--- BEGIN Extract to read ---

Ooh La La is the fourth and final studio album by the English rock band Faces, released in March 1973. It reached number one in the UK Albums Chart in the week of 28 April 1973. On 28 August 2015, the album was reissued in  remastered form on vinyl, and remastered and expanded on CD as part of the box set (along with the rest of the Faces catalogue of studio recordings) 1970–1975: You Can Make Me Dance, Sing Or Anything....

Background
By the end of 1972, following the critical and commercial successes of Rod Stewart's solo albums, the singer had become increasingly distanced from some of his Faces bandmates, who were frustrated by the fact that by this point they had come to be perceived by the public (and even by some concert promoters) as little more than Stewart's backing band for live work. Stewart himself was reportedly distracted enough by his newfound stardom that he missed the first two weeks of recording sessions for the latest Faces album entirely. The production of the album would continue to be hampered by the singer's apparent lack of commitment to the project, with Stewart not appearing in any capacity on three of the LP's ten released tracks. As a result of this situation, Ooh La La was, according to Ian McLagan, "Ronnie [Lane]'s album", with founder member Lane's contributions setting the tone of the LP's quieter, more reflective second side.

Despite the difficult circumstances of the recording sessions, producer Glyn Johns held the group together, helping to placate internal tensions (as he had with the Beatles during their Get Back sessions); his efforts enabled the Faces to record a focused, concise album in the manner of its predecessor, A Nod Is As Good As a Wink... to a Blind Horse (the band's first two albums were, in contrast, lengthier self-produced affairs). Once the recording of Ooh La La was completed, the album's credits optimistically suggested an intention to work with Johns again in the future, with the comment: "Produced by Glyn Johns (see you in a year)".

--- END Extract to read ---

# Work to be completed
Carry on the account of the Faces album Ooh La La from the point where it stops, in the same encyclopedic style.

--- BEGIN Supplied entries ---

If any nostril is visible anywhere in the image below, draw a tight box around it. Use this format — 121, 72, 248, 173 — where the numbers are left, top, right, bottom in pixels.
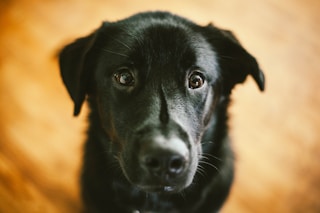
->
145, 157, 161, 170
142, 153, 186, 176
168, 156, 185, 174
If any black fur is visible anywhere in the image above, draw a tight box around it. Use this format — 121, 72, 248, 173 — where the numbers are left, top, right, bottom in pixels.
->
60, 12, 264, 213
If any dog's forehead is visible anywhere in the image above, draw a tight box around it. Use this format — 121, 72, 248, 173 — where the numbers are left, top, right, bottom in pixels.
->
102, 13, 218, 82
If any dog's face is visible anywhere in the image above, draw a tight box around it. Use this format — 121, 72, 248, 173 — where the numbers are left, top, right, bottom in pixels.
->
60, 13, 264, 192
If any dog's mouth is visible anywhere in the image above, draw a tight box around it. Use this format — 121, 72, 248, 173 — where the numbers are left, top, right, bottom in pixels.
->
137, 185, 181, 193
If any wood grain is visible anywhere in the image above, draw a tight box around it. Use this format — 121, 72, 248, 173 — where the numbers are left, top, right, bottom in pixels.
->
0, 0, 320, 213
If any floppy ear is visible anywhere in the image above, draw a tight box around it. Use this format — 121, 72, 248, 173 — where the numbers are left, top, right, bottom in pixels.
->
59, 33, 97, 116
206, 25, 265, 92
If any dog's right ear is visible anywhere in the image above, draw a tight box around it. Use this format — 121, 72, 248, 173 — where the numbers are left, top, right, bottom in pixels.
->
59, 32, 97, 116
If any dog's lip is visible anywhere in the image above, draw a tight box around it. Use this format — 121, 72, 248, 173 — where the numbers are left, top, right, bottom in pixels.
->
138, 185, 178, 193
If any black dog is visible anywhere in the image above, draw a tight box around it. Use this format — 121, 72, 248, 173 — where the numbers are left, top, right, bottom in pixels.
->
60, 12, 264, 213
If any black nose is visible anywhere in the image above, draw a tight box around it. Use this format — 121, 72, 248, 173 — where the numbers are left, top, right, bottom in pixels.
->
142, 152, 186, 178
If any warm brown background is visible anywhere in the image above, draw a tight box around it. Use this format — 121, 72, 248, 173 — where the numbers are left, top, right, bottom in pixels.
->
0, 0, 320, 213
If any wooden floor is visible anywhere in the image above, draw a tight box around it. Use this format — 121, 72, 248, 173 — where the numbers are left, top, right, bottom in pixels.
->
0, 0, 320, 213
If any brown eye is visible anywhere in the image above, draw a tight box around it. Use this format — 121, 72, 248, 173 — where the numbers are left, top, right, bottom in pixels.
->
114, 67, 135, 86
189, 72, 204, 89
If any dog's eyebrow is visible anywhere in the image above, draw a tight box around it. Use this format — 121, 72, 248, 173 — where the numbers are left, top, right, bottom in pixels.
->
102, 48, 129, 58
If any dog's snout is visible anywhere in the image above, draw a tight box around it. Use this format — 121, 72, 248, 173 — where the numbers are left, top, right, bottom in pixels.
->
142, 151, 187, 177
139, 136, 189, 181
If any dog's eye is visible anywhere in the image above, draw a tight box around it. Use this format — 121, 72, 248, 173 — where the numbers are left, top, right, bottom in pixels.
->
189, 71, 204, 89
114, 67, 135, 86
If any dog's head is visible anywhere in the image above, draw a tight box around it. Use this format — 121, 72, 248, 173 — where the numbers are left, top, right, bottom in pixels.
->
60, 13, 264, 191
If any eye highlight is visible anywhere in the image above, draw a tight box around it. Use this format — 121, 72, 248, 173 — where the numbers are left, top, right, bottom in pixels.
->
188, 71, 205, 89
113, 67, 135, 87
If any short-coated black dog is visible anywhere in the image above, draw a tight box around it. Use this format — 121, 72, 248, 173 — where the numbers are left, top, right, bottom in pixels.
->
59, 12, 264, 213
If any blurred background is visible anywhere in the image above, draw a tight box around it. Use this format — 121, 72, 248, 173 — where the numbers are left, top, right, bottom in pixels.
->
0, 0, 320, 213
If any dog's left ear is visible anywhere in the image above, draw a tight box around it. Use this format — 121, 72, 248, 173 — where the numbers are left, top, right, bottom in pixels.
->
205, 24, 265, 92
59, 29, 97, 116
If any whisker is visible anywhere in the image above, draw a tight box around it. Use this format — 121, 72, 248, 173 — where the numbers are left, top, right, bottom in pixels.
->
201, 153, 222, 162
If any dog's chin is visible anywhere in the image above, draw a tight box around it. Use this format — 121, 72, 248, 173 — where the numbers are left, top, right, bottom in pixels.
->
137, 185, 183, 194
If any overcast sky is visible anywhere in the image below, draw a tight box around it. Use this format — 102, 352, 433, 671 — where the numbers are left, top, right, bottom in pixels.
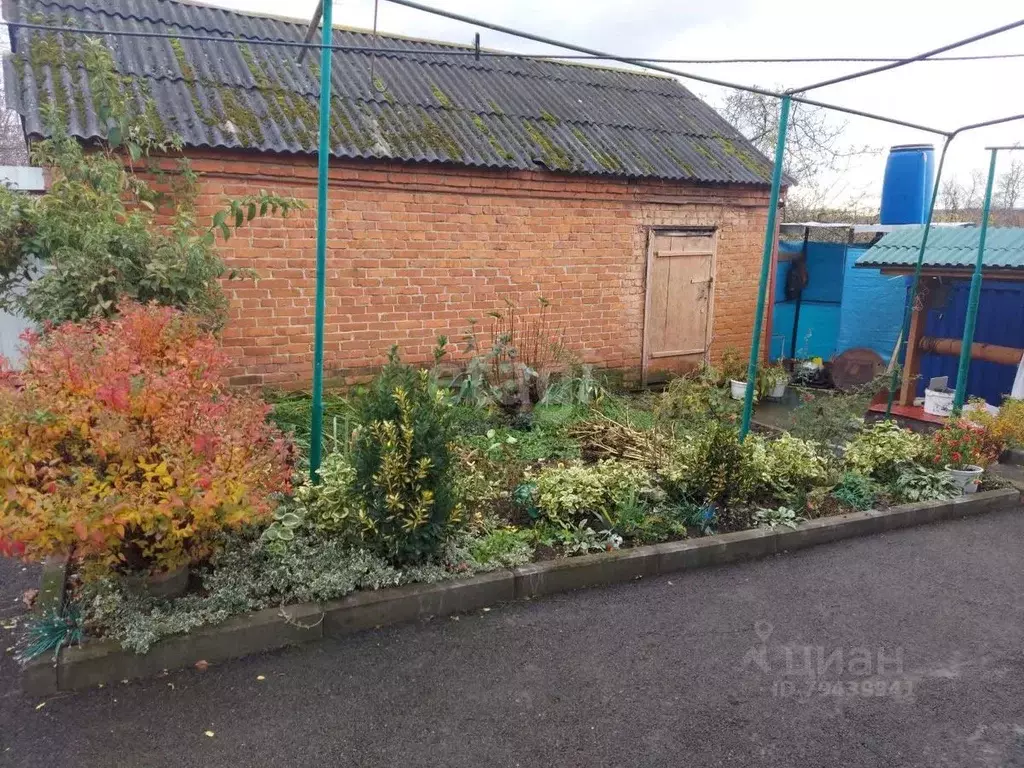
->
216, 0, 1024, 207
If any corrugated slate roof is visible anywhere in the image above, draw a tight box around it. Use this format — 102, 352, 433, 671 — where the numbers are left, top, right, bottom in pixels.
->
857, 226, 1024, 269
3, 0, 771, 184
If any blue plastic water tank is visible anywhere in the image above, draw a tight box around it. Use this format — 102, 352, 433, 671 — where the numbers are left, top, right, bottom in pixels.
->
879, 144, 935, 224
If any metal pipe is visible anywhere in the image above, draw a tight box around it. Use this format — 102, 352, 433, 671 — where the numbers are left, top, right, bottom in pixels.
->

--- END Supplied entries ---

# The response
Subsequent events
Shortly after Ooh La Las March 1973 release, Stewart reported to the New Musical Express that he felt that the LP was a "stinking rotten album". He expounded further in the pages of Melody Maker, stating that the album was "A bloody mess. But I shouldn't say that, should I? Well, I should say it in a few weeks' time. Not now. I mean, the public ain't gonna like me saying it's a bloody mess. It was a disgrace. Maybe I'm too critical. But look, I don't like it ... All that fucking about taking nine months [sic] to do an album like 'Ooh La La' doesn't prove anything. But I'm not going to say anything more about it." A subsequent attempt to qualify these statements only served to highlight his earlier lack of tact, when he told Rolling Stone magazine that what he had actually meant to say was that the group was "capable of doing a better album than we've done. I just don't think we've found the right studios, or the right formula".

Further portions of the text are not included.